Set task :: Transcribe every entry below word for word, but skip the pictures.

Source records:
━━━━━━━━━━━━━━━━
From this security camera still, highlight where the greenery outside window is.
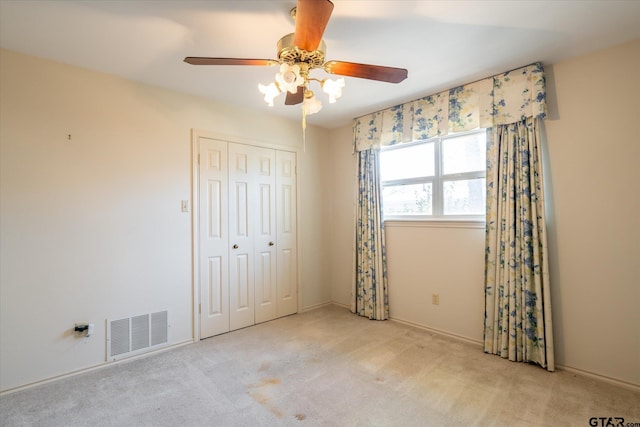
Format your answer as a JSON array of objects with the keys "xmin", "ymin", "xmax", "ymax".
[{"xmin": 380, "ymin": 129, "xmax": 486, "ymax": 220}]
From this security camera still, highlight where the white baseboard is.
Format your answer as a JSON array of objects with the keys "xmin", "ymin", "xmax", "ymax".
[
  {"xmin": 298, "ymin": 301, "xmax": 333, "ymax": 313},
  {"xmin": 0, "ymin": 340, "xmax": 194, "ymax": 396},
  {"xmin": 389, "ymin": 317, "xmax": 482, "ymax": 347},
  {"xmin": 556, "ymin": 365, "xmax": 640, "ymax": 392}
]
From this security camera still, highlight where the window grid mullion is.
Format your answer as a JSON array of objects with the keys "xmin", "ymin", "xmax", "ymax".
[{"xmin": 433, "ymin": 138, "xmax": 444, "ymax": 216}]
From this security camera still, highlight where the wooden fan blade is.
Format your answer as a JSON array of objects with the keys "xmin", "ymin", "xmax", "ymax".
[
  {"xmin": 293, "ymin": 0, "xmax": 333, "ymax": 52},
  {"xmin": 284, "ymin": 86, "xmax": 304, "ymax": 105},
  {"xmin": 184, "ymin": 56, "xmax": 278, "ymax": 66},
  {"xmin": 324, "ymin": 61, "xmax": 408, "ymax": 83}
]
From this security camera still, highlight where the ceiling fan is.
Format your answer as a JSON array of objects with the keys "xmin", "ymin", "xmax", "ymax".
[{"xmin": 184, "ymin": 0, "xmax": 407, "ymax": 115}]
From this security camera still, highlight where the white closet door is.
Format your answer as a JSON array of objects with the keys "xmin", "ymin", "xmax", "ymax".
[
  {"xmin": 198, "ymin": 137, "xmax": 229, "ymax": 338},
  {"xmin": 276, "ymin": 151, "xmax": 298, "ymax": 317},
  {"xmin": 229, "ymin": 143, "xmax": 255, "ymax": 331},
  {"xmin": 252, "ymin": 147, "xmax": 277, "ymax": 323}
]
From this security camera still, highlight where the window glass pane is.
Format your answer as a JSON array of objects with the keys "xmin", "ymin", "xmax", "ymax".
[
  {"xmin": 444, "ymin": 178, "xmax": 485, "ymax": 215},
  {"xmin": 442, "ymin": 132, "xmax": 486, "ymax": 175},
  {"xmin": 380, "ymin": 142, "xmax": 435, "ymax": 181},
  {"xmin": 382, "ymin": 182, "xmax": 433, "ymax": 215}
]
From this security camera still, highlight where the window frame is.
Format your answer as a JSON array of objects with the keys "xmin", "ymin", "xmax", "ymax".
[{"xmin": 380, "ymin": 128, "xmax": 488, "ymax": 224}]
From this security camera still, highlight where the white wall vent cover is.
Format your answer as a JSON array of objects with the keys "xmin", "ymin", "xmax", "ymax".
[{"xmin": 107, "ymin": 311, "xmax": 169, "ymax": 360}]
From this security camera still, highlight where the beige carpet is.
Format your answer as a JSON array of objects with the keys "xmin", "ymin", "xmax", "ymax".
[{"xmin": 0, "ymin": 306, "xmax": 640, "ymax": 427}]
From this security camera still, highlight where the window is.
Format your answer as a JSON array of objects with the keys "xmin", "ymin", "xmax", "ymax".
[{"xmin": 380, "ymin": 130, "xmax": 486, "ymax": 219}]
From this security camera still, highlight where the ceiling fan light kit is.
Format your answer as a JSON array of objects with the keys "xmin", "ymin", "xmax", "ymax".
[{"xmin": 184, "ymin": 0, "xmax": 408, "ymax": 128}]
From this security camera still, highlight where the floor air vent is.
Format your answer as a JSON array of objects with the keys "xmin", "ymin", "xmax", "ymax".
[{"xmin": 107, "ymin": 311, "xmax": 169, "ymax": 360}]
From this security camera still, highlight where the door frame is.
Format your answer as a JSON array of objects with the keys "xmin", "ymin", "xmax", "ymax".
[{"xmin": 191, "ymin": 129, "xmax": 302, "ymax": 342}]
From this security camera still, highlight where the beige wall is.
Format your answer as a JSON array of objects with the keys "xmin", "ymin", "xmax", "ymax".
[
  {"xmin": 0, "ymin": 50, "xmax": 330, "ymax": 390},
  {"xmin": 330, "ymin": 41, "xmax": 640, "ymax": 386},
  {"xmin": 546, "ymin": 41, "xmax": 640, "ymax": 385}
]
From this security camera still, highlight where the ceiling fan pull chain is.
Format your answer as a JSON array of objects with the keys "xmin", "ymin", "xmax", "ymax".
[{"xmin": 302, "ymin": 102, "xmax": 307, "ymax": 153}]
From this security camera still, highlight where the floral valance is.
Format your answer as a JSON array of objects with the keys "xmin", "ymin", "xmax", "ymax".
[{"xmin": 353, "ymin": 63, "xmax": 546, "ymax": 151}]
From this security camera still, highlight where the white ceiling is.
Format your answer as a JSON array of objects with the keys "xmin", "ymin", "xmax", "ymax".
[{"xmin": 0, "ymin": 0, "xmax": 640, "ymax": 128}]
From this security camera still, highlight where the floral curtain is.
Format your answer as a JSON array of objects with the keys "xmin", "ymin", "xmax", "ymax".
[
  {"xmin": 353, "ymin": 63, "xmax": 546, "ymax": 151},
  {"xmin": 352, "ymin": 63, "xmax": 554, "ymax": 370},
  {"xmin": 484, "ymin": 118, "xmax": 555, "ymax": 371},
  {"xmin": 351, "ymin": 148, "xmax": 389, "ymax": 320}
]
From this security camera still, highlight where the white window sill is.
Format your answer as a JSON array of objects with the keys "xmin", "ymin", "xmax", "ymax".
[{"xmin": 384, "ymin": 217, "xmax": 485, "ymax": 229}]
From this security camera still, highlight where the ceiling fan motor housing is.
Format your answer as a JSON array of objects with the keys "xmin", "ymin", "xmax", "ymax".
[{"xmin": 278, "ymin": 33, "xmax": 327, "ymax": 68}]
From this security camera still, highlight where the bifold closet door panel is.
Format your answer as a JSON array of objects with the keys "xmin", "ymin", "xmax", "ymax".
━━━━━━━━━━━━━━━━
Response ::
From this security camera still, highlight where the greenery outside window is.
Format your answer as a JSON array of objects with the keys "xmin", "ymin", "xmax", "ymax".
[{"xmin": 380, "ymin": 129, "xmax": 486, "ymax": 220}]
From this security camera still, highlight where the white baseboard is.
Format your answer as a JSON array of objects with the keys "xmin", "ymin", "xmax", "ymax".
[
  {"xmin": 298, "ymin": 301, "xmax": 333, "ymax": 313},
  {"xmin": 0, "ymin": 340, "xmax": 194, "ymax": 396},
  {"xmin": 389, "ymin": 317, "xmax": 482, "ymax": 347},
  {"xmin": 556, "ymin": 365, "xmax": 640, "ymax": 392}
]
From this security camera still, highlight where the window grid mullion is.
Format your answer as a JSON array of objects with the keys "xmin", "ymin", "xmax", "ymax".
[{"xmin": 433, "ymin": 138, "xmax": 444, "ymax": 216}]
From this security camera still, highlight where the wooden fan blade is.
Format your answer as a JSON array of objects with the keys "xmin", "ymin", "xmax", "ymax".
[
  {"xmin": 293, "ymin": 0, "xmax": 333, "ymax": 52},
  {"xmin": 284, "ymin": 86, "xmax": 304, "ymax": 105},
  {"xmin": 184, "ymin": 56, "xmax": 278, "ymax": 66},
  {"xmin": 324, "ymin": 61, "xmax": 408, "ymax": 83}
]
From this security camera still, highlight where the ceiling fan is.
Format your answer as a JSON array of objects with the keys "xmin", "ymin", "xmax", "ymax".
[{"xmin": 184, "ymin": 0, "xmax": 407, "ymax": 115}]
From this security camera still, highlight where the white closet door is.
Format your answer as a JSON array of objects with the keys "xmin", "ymin", "xmax", "ymax".
[
  {"xmin": 198, "ymin": 137, "xmax": 229, "ymax": 338},
  {"xmin": 276, "ymin": 151, "xmax": 298, "ymax": 317},
  {"xmin": 229, "ymin": 143, "xmax": 255, "ymax": 331},
  {"xmin": 252, "ymin": 147, "xmax": 277, "ymax": 323}
]
From this security camera still, highlight where the window glass pane is.
Format your answer as a JSON array of objects with the keys "xmin", "ymin", "xmax", "ymax".
[
  {"xmin": 444, "ymin": 178, "xmax": 485, "ymax": 215},
  {"xmin": 442, "ymin": 132, "xmax": 486, "ymax": 175},
  {"xmin": 380, "ymin": 142, "xmax": 435, "ymax": 181},
  {"xmin": 382, "ymin": 182, "xmax": 433, "ymax": 215}
]
From this security camera still, highlight where the window frame is.
Format your answer as a JSON array of objects with the keys "xmin", "ymin", "xmax", "ymax".
[{"xmin": 380, "ymin": 128, "xmax": 488, "ymax": 224}]
From this security camera still, highlight where the white wall vent cover is.
Format your answer as a JSON array of objects with the keys "xmin", "ymin", "xmax", "ymax".
[{"xmin": 107, "ymin": 311, "xmax": 169, "ymax": 360}]
From this security camera still, highlight where the beige carpet is.
Format your answer as a JSON array of objects with the keys "xmin", "ymin", "xmax", "ymax".
[{"xmin": 0, "ymin": 306, "xmax": 640, "ymax": 427}]
From this security camera still, highlight where the window is.
Format your answer as a JSON array of objects with the keys "xmin", "ymin", "xmax", "ymax".
[{"xmin": 380, "ymin": 130, "xmax": 486, "ymax": 219}]
From this security camera still, highlight where the ceiling fan light kit is.
Format your answer as a JSON array of objects with the keys "xmin", "ymin", "xmax", "ymax".
[{"xmin": 184, "ymin": 0, "xmax": 408, "ymax": 128}]
From this security camera still, highlight where the floor air vent is.
Format your answer as a JSON array of objects with the keys "xmin", "ymin", "xmax", "ymax".
[{"xmin": 107, "ymin": 311, "xmax": 169, "ymax": 360}]
From this security camera still, highlight where the door frame is.
Format your answer as a JSON array of objects with the keys "xmin", "ymin", "xmax", "ymax".
[{"xmin": 191, "ymin": 129, "xmax": 302, "ymax": 342}]
From this security camera still, highlight where the beige wall is.
Format your answer as a JSON array of objects with the keys "xmin", "ymin", "xmax", "ymax".
[
  {"xmin": 0, "ymin": 50, "xmax": 330, "ymax": 390},
  {"xmin": 330, "ymin": 41, "xmax": 640, "ymax": 386},
  {"xmin": 546, "ymin": 41, "xmax": 640, "ymax": 385}
]
From this security camera still, highlight where the ceiling fan pull chain is.
Format your answer as a JSON array of objects with the keys "xmin", "ymin", "xmax", "ymax".
[{"xmin": 302, "ymin": 102, "xmax": 307, "ymax": 153}]
From this security camera still, highlight where the floral valance is.
Format your answer as a JSON array of objects with the keys "xmin", "ymin", "xmax", "ymax".
[{"xmin": 353, "ymin": 63, "xmax": 546, "ymax": 151}]
From this security camera still, highlight where the white ceiling is.
Format your answer as a JSON array of objects with the keys "xmin", "ymin", "xmax", "ymax".
[{"xmin": 0, "ymin": 0, "xmax": 640, "ymax": 128}]
From this security camera still, highlight where the floral curtain is.
Format your answer as a JSON array of objects with the keys "xmin", "ymin", "xmax", "ymax".
[
  {"xmin": 353, "ymin": 63, "xmax": 546, "ymax": 151},
  {"xmin": 352, "ymin": 63, "xmax": 554, "ymax": 370},
  {"xmin": 484, "ymin": 118, "xmax": 555, "ymax": 371},
  {"xmin": 351, "ymin": 148, "xmax": 389, "ymax": 320}
]
From this security camera still, highlight where the white window sill is.
Format your answer as a JSON array of objects with the keys "xmin", "ymin", "xmax", "ymax".
[{"xmin": 384, "ymin": 217, "xmax": 485, "ymax": 229}]
From this security camera still, highlight where the ceiling fan motor housing is.
Format your answer as a JSON array of objects with the keys "xmin", "ymin", "xmax", "ymax".
[{"xmin": 278, "ymin": 33, "xmax": 327, "ymax": 68}]
From this security camera still, highlight where the bifold closet door panel is.
Format your answer as a JSON array of objects with the keys "xmin", "ymin", "xmax", "ymax".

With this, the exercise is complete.